>> START

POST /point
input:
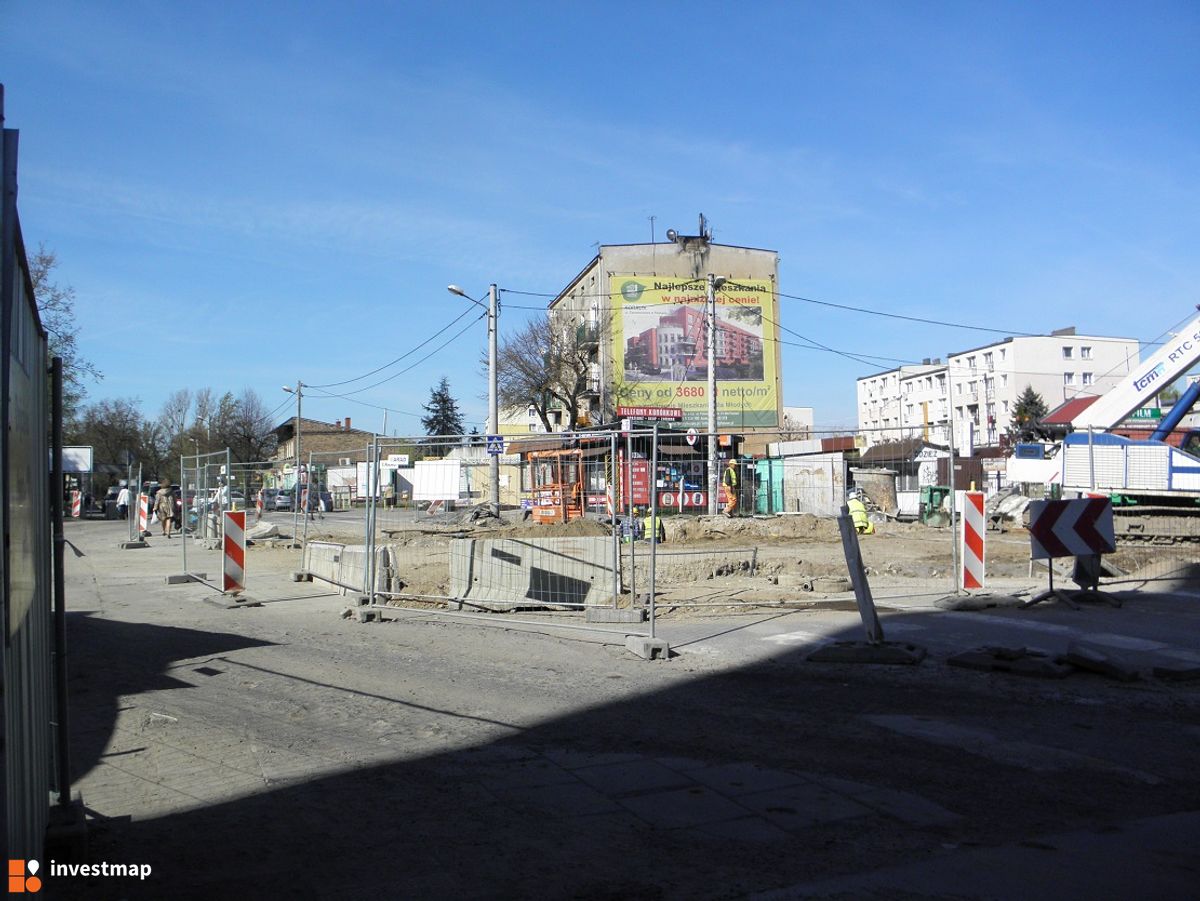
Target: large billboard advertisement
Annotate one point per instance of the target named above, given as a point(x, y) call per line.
point(660, 348)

>> END

> [Task prompt] Reproduce every row above verbatim, but omit the pictures.

> [Written response]
POST /point
input:
Target: large billboard advertisement
Annotate one point per instance of the target named above, given as a point(x, y) call per line.
point(660, 348)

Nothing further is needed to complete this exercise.